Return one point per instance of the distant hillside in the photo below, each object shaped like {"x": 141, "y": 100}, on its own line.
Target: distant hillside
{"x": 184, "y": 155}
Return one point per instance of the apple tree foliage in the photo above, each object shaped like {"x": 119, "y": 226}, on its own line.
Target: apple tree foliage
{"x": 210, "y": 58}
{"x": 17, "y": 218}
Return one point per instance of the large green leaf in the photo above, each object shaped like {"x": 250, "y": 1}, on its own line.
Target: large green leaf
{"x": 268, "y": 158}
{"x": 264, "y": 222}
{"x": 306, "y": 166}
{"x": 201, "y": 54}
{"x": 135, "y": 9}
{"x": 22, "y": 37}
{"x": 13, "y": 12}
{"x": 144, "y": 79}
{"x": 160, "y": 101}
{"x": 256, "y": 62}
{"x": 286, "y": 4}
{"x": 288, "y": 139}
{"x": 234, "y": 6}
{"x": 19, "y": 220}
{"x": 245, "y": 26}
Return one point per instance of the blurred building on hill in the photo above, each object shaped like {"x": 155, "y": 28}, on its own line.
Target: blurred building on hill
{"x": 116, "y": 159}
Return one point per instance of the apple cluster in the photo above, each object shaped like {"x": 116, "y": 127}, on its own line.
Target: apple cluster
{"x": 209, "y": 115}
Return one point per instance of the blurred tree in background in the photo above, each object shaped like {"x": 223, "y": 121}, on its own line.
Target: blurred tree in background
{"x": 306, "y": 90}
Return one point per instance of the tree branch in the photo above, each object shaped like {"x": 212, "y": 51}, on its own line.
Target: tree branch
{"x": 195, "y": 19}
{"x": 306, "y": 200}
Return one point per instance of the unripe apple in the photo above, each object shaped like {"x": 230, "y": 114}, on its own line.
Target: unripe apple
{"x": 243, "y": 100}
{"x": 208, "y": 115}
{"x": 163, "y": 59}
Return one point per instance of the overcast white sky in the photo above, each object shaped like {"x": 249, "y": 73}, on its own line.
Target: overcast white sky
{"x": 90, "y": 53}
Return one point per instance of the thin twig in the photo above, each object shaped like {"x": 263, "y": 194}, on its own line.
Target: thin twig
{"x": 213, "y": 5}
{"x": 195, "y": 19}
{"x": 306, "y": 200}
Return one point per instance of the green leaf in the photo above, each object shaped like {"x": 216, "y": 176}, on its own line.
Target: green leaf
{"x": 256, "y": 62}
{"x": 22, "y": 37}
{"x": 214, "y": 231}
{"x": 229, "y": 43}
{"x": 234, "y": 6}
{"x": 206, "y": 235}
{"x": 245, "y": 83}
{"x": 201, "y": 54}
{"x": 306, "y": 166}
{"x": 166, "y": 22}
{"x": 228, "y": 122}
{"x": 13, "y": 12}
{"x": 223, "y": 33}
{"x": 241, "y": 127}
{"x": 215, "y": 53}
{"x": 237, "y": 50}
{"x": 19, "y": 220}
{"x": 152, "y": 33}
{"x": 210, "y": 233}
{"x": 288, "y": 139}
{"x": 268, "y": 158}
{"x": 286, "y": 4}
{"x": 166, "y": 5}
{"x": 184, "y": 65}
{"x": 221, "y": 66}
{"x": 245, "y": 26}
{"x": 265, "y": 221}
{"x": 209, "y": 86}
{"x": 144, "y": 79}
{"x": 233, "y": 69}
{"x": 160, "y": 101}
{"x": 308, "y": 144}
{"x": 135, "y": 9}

YOUR INSTRUCTIONS — Pull out every line in the items above that contains the string "twig". Treat uppercase and lowercase letters as different.

RESULT OF THIS TASK —
Return one point per instance of the thin twig in the photo above, each object shaped like {"x": 263, "y": 194}, on its own line.
Target: thin twig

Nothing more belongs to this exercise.